■ **WHAT THE TASK REQUIRES**
Give the listing again character for character, but drop the images.

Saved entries
::::::::::
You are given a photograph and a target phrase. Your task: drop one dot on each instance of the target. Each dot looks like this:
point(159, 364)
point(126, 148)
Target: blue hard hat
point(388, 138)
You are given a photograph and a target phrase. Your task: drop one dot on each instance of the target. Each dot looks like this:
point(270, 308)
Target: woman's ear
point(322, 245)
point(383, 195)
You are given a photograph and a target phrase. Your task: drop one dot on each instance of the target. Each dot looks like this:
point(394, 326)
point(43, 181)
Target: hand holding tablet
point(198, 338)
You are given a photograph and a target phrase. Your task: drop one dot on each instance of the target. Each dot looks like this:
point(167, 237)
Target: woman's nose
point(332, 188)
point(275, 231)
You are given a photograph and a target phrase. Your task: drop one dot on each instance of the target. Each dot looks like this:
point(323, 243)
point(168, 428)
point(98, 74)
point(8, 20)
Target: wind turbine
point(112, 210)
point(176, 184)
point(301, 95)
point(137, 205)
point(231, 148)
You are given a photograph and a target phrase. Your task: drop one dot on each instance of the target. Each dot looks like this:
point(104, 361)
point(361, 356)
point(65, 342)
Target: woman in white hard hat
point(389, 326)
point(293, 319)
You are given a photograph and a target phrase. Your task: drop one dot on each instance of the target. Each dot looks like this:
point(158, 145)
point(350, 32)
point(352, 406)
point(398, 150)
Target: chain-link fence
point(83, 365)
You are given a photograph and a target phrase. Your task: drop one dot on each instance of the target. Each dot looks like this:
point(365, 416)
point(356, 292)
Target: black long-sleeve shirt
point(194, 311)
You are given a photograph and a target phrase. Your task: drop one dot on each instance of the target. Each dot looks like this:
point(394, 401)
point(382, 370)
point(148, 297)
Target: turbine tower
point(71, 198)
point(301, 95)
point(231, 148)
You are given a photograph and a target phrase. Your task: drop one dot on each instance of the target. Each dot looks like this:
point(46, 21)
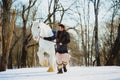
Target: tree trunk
point(115, 51)
point(5, 34)
point(96, 7)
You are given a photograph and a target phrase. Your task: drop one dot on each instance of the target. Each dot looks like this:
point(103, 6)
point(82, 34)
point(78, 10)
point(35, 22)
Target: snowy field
point(74, 73)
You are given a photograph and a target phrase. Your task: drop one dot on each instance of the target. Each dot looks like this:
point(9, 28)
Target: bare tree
point(96, 11)
point(25, 20)
point(7, 33)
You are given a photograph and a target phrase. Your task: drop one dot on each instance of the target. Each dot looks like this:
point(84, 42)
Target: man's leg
point(59, 63)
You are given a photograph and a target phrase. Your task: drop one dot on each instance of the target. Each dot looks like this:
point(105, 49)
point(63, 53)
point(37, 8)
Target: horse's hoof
point(50, 69)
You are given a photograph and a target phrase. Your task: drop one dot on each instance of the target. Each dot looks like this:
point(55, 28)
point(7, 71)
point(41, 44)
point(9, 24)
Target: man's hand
point(60, 43)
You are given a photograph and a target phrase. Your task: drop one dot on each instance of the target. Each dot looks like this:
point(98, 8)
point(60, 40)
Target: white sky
point(74, 73)
point(43, 8)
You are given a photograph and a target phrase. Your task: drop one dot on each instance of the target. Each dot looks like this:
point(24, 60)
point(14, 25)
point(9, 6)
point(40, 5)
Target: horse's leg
point(41, 56)
point(52, 60)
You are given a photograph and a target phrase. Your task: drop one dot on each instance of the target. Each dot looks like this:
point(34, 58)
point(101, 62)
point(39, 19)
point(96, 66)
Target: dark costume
point(61, 50)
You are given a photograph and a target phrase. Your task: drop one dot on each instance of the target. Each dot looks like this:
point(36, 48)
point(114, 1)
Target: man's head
point(61, 27)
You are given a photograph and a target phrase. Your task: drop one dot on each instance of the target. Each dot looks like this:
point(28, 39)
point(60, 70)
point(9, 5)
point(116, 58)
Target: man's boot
point(60, 66)
point(60, 71)
point(64, 68)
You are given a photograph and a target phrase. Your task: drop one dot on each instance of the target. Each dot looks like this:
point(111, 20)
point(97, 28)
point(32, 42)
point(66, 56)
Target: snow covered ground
point(74, 73)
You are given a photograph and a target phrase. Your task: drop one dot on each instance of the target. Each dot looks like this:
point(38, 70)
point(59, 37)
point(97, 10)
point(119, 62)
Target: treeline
point(90, 47)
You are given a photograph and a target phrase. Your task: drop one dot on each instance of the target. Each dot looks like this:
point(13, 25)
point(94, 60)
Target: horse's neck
point(46, 31)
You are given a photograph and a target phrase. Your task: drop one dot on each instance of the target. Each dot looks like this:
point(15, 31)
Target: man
point(62, 38)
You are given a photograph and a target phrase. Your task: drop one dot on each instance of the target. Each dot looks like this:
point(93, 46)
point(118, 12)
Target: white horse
point(40, 29)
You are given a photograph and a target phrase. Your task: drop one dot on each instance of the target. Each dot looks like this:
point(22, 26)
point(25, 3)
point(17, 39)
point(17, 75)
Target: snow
point(74, 73)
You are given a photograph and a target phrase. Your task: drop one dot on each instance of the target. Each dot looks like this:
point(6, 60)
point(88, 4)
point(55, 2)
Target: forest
point(94, 27)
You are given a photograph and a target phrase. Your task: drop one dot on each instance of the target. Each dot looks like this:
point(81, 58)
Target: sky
point(68, 18)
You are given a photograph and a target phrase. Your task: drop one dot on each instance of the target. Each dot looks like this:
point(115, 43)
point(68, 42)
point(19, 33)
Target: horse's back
point(46, 45)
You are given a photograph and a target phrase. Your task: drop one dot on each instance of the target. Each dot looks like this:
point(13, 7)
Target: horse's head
::::::::::
■ **OUTPUT OF THE TASK**
You are given a photograph and a target phrase. Your task: drop one dot on each instance of the target. Each dot looks like this:
point(159, 364)
point(126, 148)
Target: blue hard hat
point(388, 138)
You are given a photograph and a target phrase. Your task: drop one dot on each instance of the target. Each dot looks like this:
point(270, 308)
Target: woman's ear
point(322, 245)
point(383, 195)
You are given a photograph and a target phrase. Your task: drop one dot on each instance of the target. Each dot looks like this:
point(394, 326)
point(43, 181)
Target: hand holding tablet
point(198, 338)
You are given a photograph and a target phrase. Your task: drop one dot on each instance of the target. Each dot looks like this:
point(167, 237)
Target: woman's nose
point(332, 188)
point(275, 231)
You are given a photograph and a target phrase. Your task: drop one dot on each instance of the target. Each dot looks like this:
point(323, 243)
point(168, 428)
point(98, 74)
point(8, 20)
Target: wind turbine
point(112, 210)
point(176, 184)
point(301, 95)
point(137, 205)
point(231, 148)
You are given a photograph and a target phrase. Your task: drop one dot on each instance of the target. Each dot looks like this:
point(104, 361)
point(361, 356)
point(65, 342)
Target: woman in white hard hat
point(389, 326)
point(293, 319)
You are given a photograph and a target phrase. Your task: drop one dot on each instance of the target. Each dot looks like this:
point(158, 145)
point(350, 32)
point(352, 406)
point(398, 150)
Target: chain-link fence
point(83, 365)
You are given a photograph and a target phrase. Your task: drop one dot on each instance of the target. Each dot looks like this:
point(365, 416)
point(356, 292)
Target: black long-sleeve shirt
point(194, 311)
You are given a photograph and a target phrase. Your task: drop one dot on each instance of the target. Each dot looks like this:
point(394, 401)
point(382, 370)
point(148, 297)
Target: turbine tower
point(71, 198)
point(301, 95)
point(231, 148)
You are given a photograph and a target phrase. Your task: drop one dot on each instance of the target. Each dot looks like this:
point(46, 21)
Target: tree trunk
point(115, 51)
point(5, 34)
point(96, 7)
You are given a photograph and a target phrase. Your task: drop one dot on each instance of the target. Each dot looks like this:
point(103, 6)
point(82, 34)
point(78, 10)
point(35, 22)
Target: snowy field
point(74, 73)
You are given a photograph and a target phrase. Your task: drop one dot on each instance of the target. Each dot looks like this:
point(9, 28)
Target: bare tree
point(96, 11)
point(25, 20)
point(7, 33)
You are given a photograph and a target phrase. Your task: drop one dot on each instance of the target. Each dot looks like this:
point(84, 42)
Target: man's leg
point(59, 63)
You are given a photograph and a target phrase. Your task: drop one dot on each instance of the target. Each dot looks like this:
point(105, 49)
point(63, 53)
point(37, 8)
Target: horse's hoof
point(50, 69)
You are given a photograph and a target phrase. Your task: drop one dot on each instance of the target. Each dot looks like this:
point(55, 28)
point(7, 71)
point(41, 44)
point(9, 24)
Target: man's hand
point(60, 43)
You are given a photograph and a target phrase. Your task: drop one dot on each instance of the target. Each dot looks like this:
point(98, 8)
point(60, 40)
Target: white sky
point(74, 73)
point(43, 8)
You are given a photograph and a target phrase. Your task: drop one dot on each instance of the target. Each dot looks like this:
point(24, 60)
point(14, 25)
point(9, 6)
point(40, 5)
Target: horse's leg
point(41, 56)
point(52, 60)
You are given a photograph and a target phrase. Your task: drop one dot on each instance of the target. Each dot looks like this:
point(34, 58)
point(101, 62)
point(39, 19)
point(96, 66)
Target: dark costume
point(61, 50)
You are given a photograph and a target phrase. Your task: drop one dot on each instance of the target. Each dot looks like this:
point(36, 48)
point(114, 1)
Target: man's head
point(61, 27)
You are given a photograph and a target phrase. Your task: drop one dot on each instance of the target. Each dot looks like this:
point(28, 39)
point(60, 70)
point(9, 5)
point(116, 58)
Target: man's boot
point(60, 66)
point(60, 71)
point(64, 68)
You are given a photograph and a target phrase. Your task: drop one dot on each instance of the target. Each dot looks like this:
point(111, 20)
point(97, 28)
point(32, 42)
point(66, 56)
Target: snow covered ground
point(74, 73)
You are given a photograph and a target phrase. Your task: drop one dot on each instance of the target. Each dot looks like this:
point(38, 70)
point(59, 37)
point(97, 10)
point(119, 62)
Target: treeline
point(90, 47)
You are given a photograph and a target phrase. Your task: drop one dot on each instance of the target. Each dot looks like this:
point(13, 25)
point(94, 60)
Target: horse's neck
point(46, 31)
You are given a photograph and a target phrase. Your task: drop one dot on each instance of the target. Each dot looks like this:
point(15, 31)
Target: man
point(62, 38)
You are given a photograph and a target phrase. Your task: drop one dot on each instance of the target. Each dot looks like this:
point(93, 46)
point(118, 12)
Target: white horse
point(40, 29)
You are given a photograph and a target phrase. Your task: drop one dot on each instance of the target. Each dot looks like this:
point(22, 26)
point(25, 3)
point(17, 39)
point(17, 75)
Target: snow
point(74, 73)
You are given a photograph and a target phrase. Your task: drop one dot on each instance of the target. Each dot looks like this:
point(6, 60)
point(88, 4)
point(55, 2)
Target: forest
point(94, 27)
You are given a photograph and a target phrase. Your task: drop one dot on each instance of the target. Each dot looks like this:
point(81, 58)
Target: sky
point(68, 18)
You are given a photograph and a target phrase. Your task: drop one dot on each instance of the target. Each dot looks like this:
point(115, 43)
point(68, 42)
point(19, 33)
Target: horse's back
point(46, 45)
You are given a photograph and a target phrase. Your task: drop one dot on each instance of the target. Each dot looks like this:
point(13, 7)
Target: horse's head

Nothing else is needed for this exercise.